**Selected excerpt:**
▼
# suggestions to make 2000 2.0L VW Beetle faster



## whitebug4484 (Jan 27, 2002)

I have a 2000 2.0L VW Beetle and I want to make it faster...any suggestions?


----------



## JB's Turbo (Jan 25, 2002)

*Re: suggestions to make 2000 2.0L VW Beetle faster (whitebug4484)*

Go back to your vw dealer and trade that piece in for a 1.8 turbo. A huge difference. I have a turbo and my mom has a 2.0 and you can tell a HUGE difference in pickup and proformance.


----------



## Brown E (Mar 19, 2001)

*Re: suggestions to make 2000 2.0L VW Beetle faster (JB's Turbo)*

yes pretty much what he said. Unless you would like to build the motor and go with http://www.vwturbo.com s turbo kits. But i would do the 1.8t.


----------



## stuex (Feb 18, 2001)

*Re: suggestions to make 2000 2.0L VW Beetle faster (whitebug4484)*

Depends how much faster and how much $$$'s you have. Here's a few suggestions, other than changing the car








cone filter + big bore intake
exhaust
chip
cams
After that you really need to start spending bigger money on things like a nitrous kit, 2.0 turbo kit or a neuspeed supercharger.


----------



## Stocker (Jul 13, 2001)

*Re: suggestions to make 2000 2.0L VW Beetle faster (whitebug4484)*

Paint flames on the side. (chuckle)


----------



## unekbug (Oct 24, 2001)
▲
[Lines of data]
▼
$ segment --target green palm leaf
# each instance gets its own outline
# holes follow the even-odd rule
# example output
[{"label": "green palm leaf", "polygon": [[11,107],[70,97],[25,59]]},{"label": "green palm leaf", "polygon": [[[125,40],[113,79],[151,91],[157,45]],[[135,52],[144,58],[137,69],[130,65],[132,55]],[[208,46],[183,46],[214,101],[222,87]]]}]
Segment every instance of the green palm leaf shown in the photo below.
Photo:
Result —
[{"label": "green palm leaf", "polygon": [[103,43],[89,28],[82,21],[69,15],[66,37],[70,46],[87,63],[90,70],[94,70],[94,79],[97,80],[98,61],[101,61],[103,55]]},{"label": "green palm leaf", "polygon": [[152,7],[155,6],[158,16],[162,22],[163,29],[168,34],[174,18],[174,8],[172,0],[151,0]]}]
▲
**Work to complete:**
- A) In the Beetle forum thread, what does JB's Turbo advise trading the 2.0L Beetle in for?
- B) Copy the stretch of the Beetle forum thread from "Go back to your" through "pickup and proformance.".

**Solutions to each task:**
- A) A 1.8 turbo.

- B)
Go back to your vw dealer and trade that piece in for a 1.8 turbo. A huge difference. I have a turbo and my mom has a 2.0 and you can tell a HUGE difference in pickup and proformance.